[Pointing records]
┌────────
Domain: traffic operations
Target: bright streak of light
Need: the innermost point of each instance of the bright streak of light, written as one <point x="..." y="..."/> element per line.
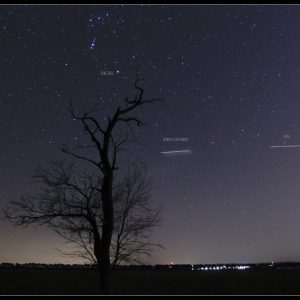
<point x="286" y="146"/>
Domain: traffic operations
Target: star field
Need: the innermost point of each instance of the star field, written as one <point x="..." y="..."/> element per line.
<point x="230" y="76"/>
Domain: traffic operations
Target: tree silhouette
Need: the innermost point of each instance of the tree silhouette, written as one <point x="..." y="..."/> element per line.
<point x="70" y="203"/>
<point x="107" y="143"/>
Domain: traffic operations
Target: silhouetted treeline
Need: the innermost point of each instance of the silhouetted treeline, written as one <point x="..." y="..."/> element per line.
<point x="177" y="267"/>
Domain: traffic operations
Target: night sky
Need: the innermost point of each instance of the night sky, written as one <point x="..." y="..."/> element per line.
<point x="230" y="76"/>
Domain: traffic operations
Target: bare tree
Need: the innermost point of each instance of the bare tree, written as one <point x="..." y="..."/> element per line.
<point x="70" y="203"/>
<point x="107" y="142"/>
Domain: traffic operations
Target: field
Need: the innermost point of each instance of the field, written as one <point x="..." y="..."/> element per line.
<point x="63" y="281"/>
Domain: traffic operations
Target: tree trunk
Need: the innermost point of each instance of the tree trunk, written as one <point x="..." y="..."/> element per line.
<point x="107" y="230"/>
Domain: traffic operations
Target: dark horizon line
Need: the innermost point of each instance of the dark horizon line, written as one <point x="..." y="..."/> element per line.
<point x="153" y="265"/>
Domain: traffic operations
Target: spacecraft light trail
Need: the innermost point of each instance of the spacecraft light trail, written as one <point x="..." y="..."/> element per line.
<point x="286" y="146"/>
<point x="177" y="152"/>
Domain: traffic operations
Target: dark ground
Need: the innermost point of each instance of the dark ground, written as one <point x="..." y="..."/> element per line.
<point x="60" y="281"/>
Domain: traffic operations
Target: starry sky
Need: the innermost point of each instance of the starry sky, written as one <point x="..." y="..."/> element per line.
<point x="230" y="76"/>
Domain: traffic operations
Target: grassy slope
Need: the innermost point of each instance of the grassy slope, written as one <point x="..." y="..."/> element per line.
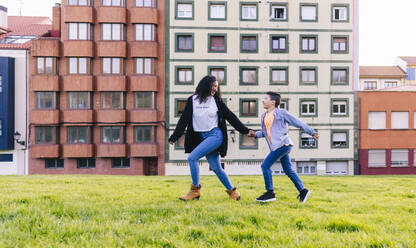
<point x="104" y="211"/>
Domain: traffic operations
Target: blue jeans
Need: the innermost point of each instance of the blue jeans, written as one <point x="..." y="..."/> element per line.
<point x="281" y="154"/>
<point x="211" y="140"/>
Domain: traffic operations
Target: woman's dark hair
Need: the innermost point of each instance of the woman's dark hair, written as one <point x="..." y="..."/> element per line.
<point x="203" y="90"/>
<point x="274" y="97"/>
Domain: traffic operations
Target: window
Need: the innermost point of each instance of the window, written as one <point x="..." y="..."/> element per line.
<point x="113" y="65"/>
<point x="80" y="31"/>
<point x="308" y="75"/>
<point x="339" y="107"/>
<point x="376" y="158"/>
<point x="376" y="120"/>
<point x="399" y="157"/>
<point x="119" y="3"/>
<point x="145" y="134"/>
<point x="370" y="85"/>
<point x="308" y="12"/>
<point x="248" y="76"/>
<point x="112" y="100"/>
<point x="339" y="13"/>
<point x="308" y="108"/>
<point x="339" y="44"/>
<point x="46" y="100"/>
<point x="146" y="66"/>
<point x="399" y="120"/>
<point x="146" y="32"/>
<point x="79" y="2"/>
<point x="279" y="12"/>
<point x="78" y="135"/>
<point x="217" y="11"/>
<point x="249" y="43"/>
<point x="218" y="73"/>
<point x="217" y="43"/>
<point x="46" y="65"/>
<point x="249" y="12"/>
<point x="85" y="163"/>
<point x="306" y="168"/>
<point x="307" y="141"/>
<point x="185" y="43"/>
<point x="120" y="163"/>
<point x="278" y="44"/>
<point x="79" y="66"/>
<point x="339" y="139"/>
<point x="184" y="75"/>
<point x="184" y="10"/>
<point x="390" y="84"/>
<point x="79" y="100"/>
<point x="308" y="44"/>
<point x="45" y="135"/>
<point x="248" y="107"/>
<point x="146" y="3"/>
<point x="112" y="134"/>
<point x="247" y="142"/>
<point x="54" y="163"/>
<point x="339" y="76"/>
<point x="145" y="100"/>
<point x="279" y="75"/>
<point x="180" y="107"/>
<point x="113" y="31"/>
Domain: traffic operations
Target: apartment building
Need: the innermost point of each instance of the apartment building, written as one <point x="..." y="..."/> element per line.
└────────
- **Your instructions**
Skip every picture and transcribe the data above exactly.

- **Response**
Domain: traffic operations
Target: bright streak of light
Need: the innermost point of each instance of the bright streak of light, written as one <point x="..." y="..."/> element per line.
<point x="286" y="146"/>
Domain: traffic operations
Target: star field
Need: the innermost point of each instance of the star field, written as one <point x="..." y="..."/> element per line.
<point x="230" y="76"/>
Domain: traffic operations
Target: tree silhouette
Need: the innermost point of each instance of the tree silhouette, written as one <point x="..." y="..."/> element per line.
<point x="70" y="203"/>
<point x="107" y="143"/>
Domain: traffic operations
Target: silhouetted treeline
Need: the innermost point of each instance of the silhouetted treeline, written as one <point x="..." y="..."/> element per line.
<point x="177" y="267"/>
Domain: traffic operations
Target: night sky
Need: the innermost point of each instance of the night sky, written as one <point x="..." y="..."/> element per line.
<point x="230" y="76"/>
Domain: traffic operations
Target: bare tree
Need: the innermost point of each instance of the bare tree, written as one <point x="..." y="..."/> element per line.
<point x="70" y="203"/>
<point x="107" y="142"/>
Domain: traffic operations
Target: field
Need: the innermost point of each instance of the field, written as one <point x="..." y="..."/> element per line.
<point x="63" y="281"/>
Domain: traffic operations
Target: tree trunk
Need: the innermost point of each instance of the tree trunk, written as one <point x="..." y="..."/> element per line.
<point x="107" y="230"/>
Domain: traffic operations
Target: dark horizon line
Need: the innermost point of each instance of the dark horizon line, written as one <point x="..." y="..."/> element per line.
<point x="153" y="265"/>
Domain: traffic operations
Target: spacecraft light trail
Need: the innermost point of each instance of the spacecraft light trail, written as one <point x="..." y="..."/> element per line.
<point x="286" y="146"/>
<point x="177" y="152"/>
Domain: traffic operations
Target: dark ground
Need: the innermost point of each instance of the dark ground, written as one <point x="..." y="..."/> element per line.
<point x="60" y="281"/>
Domain: traffic operations
Target: starry sky
Need: the innermost point of each instance of the starry sky, written as one <point x="..." y="..."/> element per line.
<point x="230" y="76"/>
Domain: traffic operations
Target: grassy slope
Need: the innermost point of each instance of the grassy slope, written as one <point x="..." y="..."/> element per line.
<point x="104" y="211"/>
Domain: traffic operations
Target: blue jeans
Need: the innermost point of each instance of the blue jeans, written as one <point x="..." y="..."/> element per line.
<point x="281" y="154"/>
<point x="211" y="140"/>
Domain: traffic operations
Target: woman's dark hair
Need: the innermost point of each instance of the woman's dark hair, written as one <point x="..." y="..."/> element per line.
<point x="203" y="90"/>
<point x="274" y="97"/>
Domain: traffic operations
Target: window
Need: the innermost point of each instance of the window, written as one <point x="..." y="..."/> element per line.
<point x="113" y="65"/>
<point x="80" y="31"/>
<point x="308" y="75"/>
<point x="339" y="107"/>
<point x="376" y="158"/>
<point x="376" y="120"/>
<point x="399" y="157"/>
<point x="119" y="3"/>
<point x="145" y="134"/>
<point x="370" y="85"/>
<point x="308" y="12"/>
<point x="248" y="76"/>
<point x="112" y="100"/>
<point x="339" y="13"/>
<point x="308" y="108"/>
<point x="339" y="44"/>
<point x="46" y="100"/>
<point x="146" y="66"/>
<point x="399" y="120"/>
<point x="146" y="32"/>
<point x="79" y="2"/>
<point x="279" y="12"/>
<point x="78" y="135"/>
<point x="217" y="11"/>
<point x="249" y="43"/>
<point x="218" y="73"/>
<point x="217" y="43"/>
<point x="46" y="65"/>
<point x="249" y="12"/>
<point x="85" y="163"/>
<point x="306" y="168"/>
<point x="307" y="141"/>
<point x="185" y="43"/>
<point x="120" y="163"/>
<point x="278" y="44"/>
<point x="79" y="66"/>
<point x="339" y="139"/>
<point x="184" y="75"/>
<point x="184" y="10"/>
<point x="390" y="84"/>
<point x="79" y="100"/>
<point x="308" y="44"/>
<point x="45" y="135"/>
<point x="248" y="107"/>
<point x="146" y="3"/>
<point x="112" y="134"/>
<point x="247" y="142"/>
<point x="54" y="163"/>
<point x="339" y="76"/>
<point x="145" y="100"/>
<point x="279" y="75"/>
<point x="180" y="107"/>
<point x="113" y="31"/>
Domain: traffic operations
Target: apartment building
Need: the innermost point of each instance of the apartment building, written as one <point x="..." y="..."/> element per line.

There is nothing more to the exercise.